Directions for this task: Format every row below as a Markdown table with two columns, No. and Text. Put one line per table row with its running number, and skip blank lines.

Dataset:
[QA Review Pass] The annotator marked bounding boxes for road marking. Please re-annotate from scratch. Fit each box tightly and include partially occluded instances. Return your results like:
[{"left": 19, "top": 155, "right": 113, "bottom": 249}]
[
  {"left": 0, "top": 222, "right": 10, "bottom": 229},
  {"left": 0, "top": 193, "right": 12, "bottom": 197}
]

Correct result:
| No. | Text |
|---|---|
| 1 | [QA Review Pass] The annotator marked bounding boxes for road marking. Please re-annotate from scratch. Fit each box tightly and include partially occluded instances. Return your results like: |
| 2 | [{"left": 19, "top": 155, "right": 113, "bottom": 249}] |
| 3 | [ |
| 4 |   {"left": 0, "top": 222, "right": 10, "bottom": 229}, |
| 5 |   {"left": 0, "top": 193, "right": 12, "bottom": 197} |
| 6 | ] |